▸ PROBLEM TO SOLVE
Count the lines in the records below that contain the string "green", matching case exactly. Reply with the number alone.

%%

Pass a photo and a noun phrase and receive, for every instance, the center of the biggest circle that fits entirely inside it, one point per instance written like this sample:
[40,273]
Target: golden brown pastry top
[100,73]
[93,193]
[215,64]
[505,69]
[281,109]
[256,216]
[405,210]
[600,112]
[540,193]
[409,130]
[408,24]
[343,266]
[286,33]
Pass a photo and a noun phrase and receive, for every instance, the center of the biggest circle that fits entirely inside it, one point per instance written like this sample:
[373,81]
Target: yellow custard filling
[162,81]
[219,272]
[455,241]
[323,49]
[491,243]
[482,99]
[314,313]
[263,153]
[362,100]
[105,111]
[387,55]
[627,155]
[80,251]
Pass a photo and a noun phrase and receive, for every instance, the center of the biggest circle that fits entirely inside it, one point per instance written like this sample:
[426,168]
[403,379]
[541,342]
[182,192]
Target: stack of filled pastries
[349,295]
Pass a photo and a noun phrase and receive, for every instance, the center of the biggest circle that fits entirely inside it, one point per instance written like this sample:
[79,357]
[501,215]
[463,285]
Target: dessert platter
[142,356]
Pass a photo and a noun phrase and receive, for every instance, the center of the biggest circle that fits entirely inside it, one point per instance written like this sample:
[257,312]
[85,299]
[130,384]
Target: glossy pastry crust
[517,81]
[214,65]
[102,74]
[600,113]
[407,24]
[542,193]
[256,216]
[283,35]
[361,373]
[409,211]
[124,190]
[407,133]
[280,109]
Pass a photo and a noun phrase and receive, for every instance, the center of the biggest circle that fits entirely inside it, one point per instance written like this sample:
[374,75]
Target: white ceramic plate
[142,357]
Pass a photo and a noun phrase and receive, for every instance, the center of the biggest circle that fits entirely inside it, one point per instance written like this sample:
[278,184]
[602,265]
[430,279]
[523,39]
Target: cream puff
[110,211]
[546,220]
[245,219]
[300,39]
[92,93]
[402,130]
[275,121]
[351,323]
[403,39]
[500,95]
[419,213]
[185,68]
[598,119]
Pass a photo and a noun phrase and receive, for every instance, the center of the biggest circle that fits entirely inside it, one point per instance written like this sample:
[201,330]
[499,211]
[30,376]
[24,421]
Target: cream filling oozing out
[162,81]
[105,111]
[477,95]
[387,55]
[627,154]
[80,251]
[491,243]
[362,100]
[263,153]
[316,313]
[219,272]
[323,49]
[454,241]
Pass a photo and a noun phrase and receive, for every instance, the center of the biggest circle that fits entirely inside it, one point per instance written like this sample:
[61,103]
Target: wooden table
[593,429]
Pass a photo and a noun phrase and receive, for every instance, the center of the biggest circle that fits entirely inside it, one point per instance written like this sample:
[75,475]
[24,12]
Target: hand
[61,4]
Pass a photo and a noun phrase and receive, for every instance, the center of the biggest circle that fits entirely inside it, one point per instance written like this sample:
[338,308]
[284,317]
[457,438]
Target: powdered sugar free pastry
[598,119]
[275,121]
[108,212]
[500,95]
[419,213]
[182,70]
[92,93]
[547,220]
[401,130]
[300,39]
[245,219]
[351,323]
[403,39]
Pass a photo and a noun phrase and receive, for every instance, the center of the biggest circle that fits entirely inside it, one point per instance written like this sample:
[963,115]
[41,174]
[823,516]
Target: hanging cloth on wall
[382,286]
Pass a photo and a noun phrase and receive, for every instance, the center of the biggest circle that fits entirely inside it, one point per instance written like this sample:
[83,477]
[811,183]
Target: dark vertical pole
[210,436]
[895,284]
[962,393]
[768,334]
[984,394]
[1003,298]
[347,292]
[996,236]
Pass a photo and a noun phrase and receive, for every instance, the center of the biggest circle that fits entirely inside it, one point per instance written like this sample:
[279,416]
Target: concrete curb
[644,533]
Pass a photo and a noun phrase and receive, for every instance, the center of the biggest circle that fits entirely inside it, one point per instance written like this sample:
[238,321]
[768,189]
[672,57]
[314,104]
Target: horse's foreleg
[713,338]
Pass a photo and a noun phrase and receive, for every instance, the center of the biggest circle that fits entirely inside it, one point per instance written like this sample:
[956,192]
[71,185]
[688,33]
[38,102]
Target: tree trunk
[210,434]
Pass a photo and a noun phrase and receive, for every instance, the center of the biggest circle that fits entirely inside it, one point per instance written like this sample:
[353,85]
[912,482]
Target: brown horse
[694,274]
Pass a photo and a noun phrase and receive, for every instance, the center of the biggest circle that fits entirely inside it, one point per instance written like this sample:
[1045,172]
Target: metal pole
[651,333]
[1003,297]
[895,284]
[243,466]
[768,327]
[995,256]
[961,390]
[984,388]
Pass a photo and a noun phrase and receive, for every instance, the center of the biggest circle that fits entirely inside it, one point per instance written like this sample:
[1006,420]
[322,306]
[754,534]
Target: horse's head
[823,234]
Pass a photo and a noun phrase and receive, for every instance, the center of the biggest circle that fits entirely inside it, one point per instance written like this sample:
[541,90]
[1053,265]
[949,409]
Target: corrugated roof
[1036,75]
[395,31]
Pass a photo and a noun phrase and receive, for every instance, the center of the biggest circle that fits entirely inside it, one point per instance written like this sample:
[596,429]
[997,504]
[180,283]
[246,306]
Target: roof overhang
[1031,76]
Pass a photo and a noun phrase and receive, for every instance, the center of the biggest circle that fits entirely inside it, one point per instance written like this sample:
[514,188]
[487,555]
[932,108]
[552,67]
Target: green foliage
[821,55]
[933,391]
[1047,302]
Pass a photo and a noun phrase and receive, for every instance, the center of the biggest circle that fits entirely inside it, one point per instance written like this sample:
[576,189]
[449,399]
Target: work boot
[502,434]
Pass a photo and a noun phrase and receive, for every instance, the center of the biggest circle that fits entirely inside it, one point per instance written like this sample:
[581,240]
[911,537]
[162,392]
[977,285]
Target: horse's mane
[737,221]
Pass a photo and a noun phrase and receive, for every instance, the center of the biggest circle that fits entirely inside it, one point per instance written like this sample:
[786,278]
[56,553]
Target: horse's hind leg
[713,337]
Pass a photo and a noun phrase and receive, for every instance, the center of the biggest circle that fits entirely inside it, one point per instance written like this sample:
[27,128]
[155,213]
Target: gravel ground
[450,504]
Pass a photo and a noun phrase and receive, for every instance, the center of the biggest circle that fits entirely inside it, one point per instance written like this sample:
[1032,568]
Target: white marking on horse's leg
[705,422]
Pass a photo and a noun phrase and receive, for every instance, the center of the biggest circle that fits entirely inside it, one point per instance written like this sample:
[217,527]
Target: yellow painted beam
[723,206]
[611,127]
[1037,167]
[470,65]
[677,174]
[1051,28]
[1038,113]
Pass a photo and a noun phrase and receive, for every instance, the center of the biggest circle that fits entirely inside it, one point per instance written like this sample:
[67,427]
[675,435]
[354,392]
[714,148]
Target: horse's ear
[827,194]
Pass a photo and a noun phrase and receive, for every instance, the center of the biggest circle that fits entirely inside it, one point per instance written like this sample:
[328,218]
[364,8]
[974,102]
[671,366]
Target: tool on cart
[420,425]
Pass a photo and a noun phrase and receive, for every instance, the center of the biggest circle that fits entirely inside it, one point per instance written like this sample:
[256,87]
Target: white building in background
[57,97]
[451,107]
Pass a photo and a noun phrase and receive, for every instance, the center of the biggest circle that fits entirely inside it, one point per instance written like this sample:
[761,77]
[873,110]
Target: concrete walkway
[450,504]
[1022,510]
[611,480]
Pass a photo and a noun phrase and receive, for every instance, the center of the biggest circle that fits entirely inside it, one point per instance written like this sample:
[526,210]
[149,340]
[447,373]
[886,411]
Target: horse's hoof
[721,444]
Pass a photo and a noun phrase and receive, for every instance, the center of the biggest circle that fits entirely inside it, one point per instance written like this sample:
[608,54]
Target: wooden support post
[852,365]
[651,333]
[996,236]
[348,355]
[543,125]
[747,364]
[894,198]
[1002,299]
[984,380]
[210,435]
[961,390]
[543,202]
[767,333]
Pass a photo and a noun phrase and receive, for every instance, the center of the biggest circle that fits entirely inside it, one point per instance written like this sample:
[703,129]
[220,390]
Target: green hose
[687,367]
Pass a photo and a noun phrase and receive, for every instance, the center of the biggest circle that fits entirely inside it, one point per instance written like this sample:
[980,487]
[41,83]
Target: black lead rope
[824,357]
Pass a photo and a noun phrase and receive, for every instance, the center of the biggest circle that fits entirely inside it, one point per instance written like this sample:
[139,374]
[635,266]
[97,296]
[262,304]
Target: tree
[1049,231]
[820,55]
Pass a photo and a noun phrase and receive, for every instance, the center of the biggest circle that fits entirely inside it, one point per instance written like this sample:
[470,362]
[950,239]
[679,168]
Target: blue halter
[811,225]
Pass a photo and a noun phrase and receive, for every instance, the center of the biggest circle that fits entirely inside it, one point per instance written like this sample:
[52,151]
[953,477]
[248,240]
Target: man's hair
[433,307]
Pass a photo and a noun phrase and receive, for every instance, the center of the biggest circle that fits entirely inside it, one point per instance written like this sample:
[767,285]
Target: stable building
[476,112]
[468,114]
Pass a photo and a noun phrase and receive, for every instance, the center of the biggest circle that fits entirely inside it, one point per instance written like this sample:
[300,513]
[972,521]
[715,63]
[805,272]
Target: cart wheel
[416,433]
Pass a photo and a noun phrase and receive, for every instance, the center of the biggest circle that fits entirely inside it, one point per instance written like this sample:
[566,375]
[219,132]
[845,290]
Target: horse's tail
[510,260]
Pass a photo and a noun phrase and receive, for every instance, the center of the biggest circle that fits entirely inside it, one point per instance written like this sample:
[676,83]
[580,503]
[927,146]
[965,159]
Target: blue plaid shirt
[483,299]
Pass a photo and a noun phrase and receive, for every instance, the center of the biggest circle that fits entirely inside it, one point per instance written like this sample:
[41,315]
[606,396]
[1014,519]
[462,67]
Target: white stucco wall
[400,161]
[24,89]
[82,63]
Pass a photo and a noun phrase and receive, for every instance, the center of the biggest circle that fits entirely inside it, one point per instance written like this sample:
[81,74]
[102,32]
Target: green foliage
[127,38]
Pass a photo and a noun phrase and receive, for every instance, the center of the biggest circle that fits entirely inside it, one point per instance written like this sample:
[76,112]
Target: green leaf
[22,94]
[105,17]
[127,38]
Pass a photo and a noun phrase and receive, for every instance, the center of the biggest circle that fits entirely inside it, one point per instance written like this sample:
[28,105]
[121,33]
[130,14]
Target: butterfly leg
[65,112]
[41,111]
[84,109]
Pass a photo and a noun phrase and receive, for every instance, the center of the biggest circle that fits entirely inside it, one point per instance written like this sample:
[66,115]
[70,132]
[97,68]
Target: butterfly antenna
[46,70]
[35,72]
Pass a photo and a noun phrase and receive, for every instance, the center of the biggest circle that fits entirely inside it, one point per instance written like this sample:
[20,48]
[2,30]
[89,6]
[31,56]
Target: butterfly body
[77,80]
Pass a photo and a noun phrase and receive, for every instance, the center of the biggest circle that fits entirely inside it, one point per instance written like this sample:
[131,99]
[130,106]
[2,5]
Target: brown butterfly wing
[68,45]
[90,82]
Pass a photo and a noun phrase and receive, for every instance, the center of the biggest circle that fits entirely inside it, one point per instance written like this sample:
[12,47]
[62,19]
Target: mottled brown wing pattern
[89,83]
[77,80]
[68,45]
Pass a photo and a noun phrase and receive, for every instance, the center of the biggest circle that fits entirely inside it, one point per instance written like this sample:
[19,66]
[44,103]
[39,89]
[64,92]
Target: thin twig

%%

▸ ANSWER IN FULL
4